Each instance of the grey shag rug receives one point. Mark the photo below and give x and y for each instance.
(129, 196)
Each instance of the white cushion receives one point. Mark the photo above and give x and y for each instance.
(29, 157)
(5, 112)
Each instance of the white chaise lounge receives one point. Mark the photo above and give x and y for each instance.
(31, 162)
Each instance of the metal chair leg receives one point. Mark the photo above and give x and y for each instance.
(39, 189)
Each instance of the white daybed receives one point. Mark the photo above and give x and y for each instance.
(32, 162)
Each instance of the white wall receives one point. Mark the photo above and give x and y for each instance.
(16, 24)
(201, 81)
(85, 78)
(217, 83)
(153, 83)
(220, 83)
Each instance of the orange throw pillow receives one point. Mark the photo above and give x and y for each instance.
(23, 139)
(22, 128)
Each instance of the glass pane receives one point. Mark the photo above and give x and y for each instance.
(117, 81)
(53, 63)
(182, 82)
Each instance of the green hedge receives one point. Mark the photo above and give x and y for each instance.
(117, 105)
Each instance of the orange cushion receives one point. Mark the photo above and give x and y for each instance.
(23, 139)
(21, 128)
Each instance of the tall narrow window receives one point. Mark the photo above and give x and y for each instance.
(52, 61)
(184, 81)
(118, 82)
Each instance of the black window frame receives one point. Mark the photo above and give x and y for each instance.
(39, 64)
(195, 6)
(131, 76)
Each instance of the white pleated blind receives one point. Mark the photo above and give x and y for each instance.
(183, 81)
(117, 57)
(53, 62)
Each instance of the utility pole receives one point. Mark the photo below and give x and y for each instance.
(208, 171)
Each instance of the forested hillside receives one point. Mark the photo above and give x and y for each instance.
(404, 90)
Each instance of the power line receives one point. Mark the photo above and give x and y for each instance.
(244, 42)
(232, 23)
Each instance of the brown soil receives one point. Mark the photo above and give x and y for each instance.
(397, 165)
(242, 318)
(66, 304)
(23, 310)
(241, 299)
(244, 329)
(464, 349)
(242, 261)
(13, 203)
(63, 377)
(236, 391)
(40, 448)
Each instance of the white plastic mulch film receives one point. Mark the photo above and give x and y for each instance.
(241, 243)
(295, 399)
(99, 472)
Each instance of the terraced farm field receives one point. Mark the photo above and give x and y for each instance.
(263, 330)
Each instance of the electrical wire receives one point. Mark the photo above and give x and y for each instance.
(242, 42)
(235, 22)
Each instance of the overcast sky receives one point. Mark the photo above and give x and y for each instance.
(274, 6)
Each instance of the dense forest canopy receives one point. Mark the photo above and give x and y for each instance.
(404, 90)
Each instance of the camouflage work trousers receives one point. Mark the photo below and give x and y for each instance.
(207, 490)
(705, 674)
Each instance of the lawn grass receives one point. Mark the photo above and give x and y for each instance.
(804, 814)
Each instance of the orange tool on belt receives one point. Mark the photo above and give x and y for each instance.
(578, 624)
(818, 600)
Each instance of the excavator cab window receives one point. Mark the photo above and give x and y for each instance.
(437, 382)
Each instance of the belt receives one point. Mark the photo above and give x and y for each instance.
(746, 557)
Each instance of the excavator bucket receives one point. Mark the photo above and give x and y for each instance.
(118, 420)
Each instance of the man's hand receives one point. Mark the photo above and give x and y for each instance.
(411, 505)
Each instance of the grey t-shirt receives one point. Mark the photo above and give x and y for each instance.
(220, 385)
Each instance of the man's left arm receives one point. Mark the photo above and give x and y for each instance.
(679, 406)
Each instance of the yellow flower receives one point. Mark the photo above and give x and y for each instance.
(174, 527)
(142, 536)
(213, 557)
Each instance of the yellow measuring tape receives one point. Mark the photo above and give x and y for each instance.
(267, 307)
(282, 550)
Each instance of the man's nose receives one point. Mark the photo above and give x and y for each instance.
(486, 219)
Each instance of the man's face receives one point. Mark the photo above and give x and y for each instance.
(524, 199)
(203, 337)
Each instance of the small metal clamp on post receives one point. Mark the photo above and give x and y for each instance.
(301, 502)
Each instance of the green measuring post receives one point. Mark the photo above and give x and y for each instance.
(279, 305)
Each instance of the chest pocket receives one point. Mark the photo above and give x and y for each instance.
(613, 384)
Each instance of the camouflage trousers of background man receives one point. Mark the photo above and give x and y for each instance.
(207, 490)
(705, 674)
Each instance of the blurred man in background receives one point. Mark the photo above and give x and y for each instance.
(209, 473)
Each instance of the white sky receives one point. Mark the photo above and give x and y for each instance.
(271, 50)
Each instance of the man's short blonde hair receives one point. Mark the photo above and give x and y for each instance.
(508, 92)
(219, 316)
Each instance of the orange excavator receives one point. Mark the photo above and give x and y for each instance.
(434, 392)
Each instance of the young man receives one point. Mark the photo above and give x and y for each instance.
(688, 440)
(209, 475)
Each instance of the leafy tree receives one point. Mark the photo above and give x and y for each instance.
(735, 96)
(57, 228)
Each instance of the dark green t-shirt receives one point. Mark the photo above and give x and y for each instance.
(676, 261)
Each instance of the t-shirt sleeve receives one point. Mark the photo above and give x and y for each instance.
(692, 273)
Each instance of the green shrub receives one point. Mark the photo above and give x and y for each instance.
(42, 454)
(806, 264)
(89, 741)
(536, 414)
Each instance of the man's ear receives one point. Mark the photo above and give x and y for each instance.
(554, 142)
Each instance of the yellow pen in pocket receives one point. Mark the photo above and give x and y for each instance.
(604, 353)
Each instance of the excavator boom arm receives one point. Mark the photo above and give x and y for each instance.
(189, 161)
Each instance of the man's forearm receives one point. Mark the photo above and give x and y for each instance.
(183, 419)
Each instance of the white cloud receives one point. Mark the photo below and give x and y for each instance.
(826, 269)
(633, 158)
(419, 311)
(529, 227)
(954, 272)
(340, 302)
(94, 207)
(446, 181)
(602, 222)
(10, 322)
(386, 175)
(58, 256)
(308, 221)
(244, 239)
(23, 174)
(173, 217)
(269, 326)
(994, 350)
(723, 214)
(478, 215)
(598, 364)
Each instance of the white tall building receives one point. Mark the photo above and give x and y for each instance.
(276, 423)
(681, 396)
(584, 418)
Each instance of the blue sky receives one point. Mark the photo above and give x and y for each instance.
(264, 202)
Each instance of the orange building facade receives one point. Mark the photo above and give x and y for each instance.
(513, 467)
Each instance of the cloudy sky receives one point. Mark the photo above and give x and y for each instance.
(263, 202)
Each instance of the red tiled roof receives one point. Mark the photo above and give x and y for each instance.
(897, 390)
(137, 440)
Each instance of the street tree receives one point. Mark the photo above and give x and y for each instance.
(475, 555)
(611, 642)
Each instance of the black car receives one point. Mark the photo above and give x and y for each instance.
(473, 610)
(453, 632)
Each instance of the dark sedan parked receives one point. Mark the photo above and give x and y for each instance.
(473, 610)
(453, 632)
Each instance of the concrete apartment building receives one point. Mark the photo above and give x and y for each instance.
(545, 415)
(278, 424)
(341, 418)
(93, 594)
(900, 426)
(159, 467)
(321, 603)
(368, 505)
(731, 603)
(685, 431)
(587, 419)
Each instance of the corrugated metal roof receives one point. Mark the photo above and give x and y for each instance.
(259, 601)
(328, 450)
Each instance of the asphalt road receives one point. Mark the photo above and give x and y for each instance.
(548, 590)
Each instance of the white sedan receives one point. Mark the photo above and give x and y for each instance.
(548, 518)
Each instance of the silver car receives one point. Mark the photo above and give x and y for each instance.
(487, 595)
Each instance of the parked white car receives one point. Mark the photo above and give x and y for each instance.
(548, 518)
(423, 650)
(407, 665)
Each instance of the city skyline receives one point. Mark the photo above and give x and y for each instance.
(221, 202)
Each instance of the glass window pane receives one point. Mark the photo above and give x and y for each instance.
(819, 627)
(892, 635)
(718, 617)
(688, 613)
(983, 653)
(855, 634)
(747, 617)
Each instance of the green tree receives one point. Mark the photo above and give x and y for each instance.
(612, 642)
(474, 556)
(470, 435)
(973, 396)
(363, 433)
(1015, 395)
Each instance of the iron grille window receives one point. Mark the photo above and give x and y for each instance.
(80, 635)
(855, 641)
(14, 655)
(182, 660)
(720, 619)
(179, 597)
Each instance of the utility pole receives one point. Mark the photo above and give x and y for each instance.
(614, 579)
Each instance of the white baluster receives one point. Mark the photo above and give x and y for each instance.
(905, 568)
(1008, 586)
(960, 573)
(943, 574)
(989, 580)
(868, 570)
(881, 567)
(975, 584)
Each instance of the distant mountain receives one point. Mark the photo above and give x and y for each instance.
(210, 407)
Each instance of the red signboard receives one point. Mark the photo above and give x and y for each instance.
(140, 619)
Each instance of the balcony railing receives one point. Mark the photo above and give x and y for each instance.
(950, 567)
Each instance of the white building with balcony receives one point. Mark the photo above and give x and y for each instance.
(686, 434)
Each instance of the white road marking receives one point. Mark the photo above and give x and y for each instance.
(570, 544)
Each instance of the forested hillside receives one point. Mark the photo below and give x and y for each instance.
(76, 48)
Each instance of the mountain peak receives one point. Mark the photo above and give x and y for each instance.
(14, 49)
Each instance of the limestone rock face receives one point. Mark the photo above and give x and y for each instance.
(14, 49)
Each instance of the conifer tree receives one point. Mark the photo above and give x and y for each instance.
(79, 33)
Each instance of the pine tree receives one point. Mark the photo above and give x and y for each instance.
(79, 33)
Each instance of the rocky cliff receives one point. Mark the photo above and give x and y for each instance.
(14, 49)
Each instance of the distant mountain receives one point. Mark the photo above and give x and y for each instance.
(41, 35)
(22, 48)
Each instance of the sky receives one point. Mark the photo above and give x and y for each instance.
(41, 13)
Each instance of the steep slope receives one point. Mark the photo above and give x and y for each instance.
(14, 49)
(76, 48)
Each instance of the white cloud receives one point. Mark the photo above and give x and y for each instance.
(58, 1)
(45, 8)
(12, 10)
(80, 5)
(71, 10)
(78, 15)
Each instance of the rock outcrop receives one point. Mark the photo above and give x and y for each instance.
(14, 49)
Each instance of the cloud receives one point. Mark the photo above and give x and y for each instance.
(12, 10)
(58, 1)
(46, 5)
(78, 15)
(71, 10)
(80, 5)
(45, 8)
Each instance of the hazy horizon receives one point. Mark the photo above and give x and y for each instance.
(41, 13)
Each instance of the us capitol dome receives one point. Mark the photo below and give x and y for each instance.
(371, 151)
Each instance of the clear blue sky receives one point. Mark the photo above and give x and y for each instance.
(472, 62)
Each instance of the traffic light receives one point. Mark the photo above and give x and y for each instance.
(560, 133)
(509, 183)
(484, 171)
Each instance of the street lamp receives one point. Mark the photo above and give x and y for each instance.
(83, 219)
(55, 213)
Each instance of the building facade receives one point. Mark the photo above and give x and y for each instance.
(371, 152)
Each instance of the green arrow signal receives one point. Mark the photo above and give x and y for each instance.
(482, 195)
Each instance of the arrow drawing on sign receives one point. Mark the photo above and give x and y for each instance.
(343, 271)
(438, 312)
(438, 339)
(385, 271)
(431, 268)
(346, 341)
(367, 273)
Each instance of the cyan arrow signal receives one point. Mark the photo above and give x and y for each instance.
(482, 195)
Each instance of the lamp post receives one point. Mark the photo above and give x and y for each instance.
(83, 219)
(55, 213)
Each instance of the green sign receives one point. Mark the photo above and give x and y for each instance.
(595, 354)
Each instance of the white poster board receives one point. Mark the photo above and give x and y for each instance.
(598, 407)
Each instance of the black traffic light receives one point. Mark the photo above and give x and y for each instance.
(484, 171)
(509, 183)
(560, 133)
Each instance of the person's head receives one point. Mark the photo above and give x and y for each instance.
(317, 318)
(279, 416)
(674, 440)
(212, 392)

● ● ● ● ●

## INSTRUCTIONS TO FOLLOW
Copy the records again, beginning at the line that contains "Each instance of the green sign" and continuing through the end of the records. Substitute "credit" for every occurrence of "point", and leave everything else unchanged.

## SOLUTION TO THE EXERCISE
Each instance of the green sign receives one credit. Mark the photo above and give x and y for each instance.
(595, 354)
Each instance of the white poster board receives one credit. Mark the photo above and give x and y for each instance.
(598, 407)
Each instance of the black traffic light receives one credit. Mark the photo above and give x and y for each instance.
(484, 171)
(509, 183)
(560, 133)
Each instance of the person's head receives one credit. Mark the photo above and give x and y for each instance.
(317, 318)
(279, 416)
(674, 440)
(212, 392)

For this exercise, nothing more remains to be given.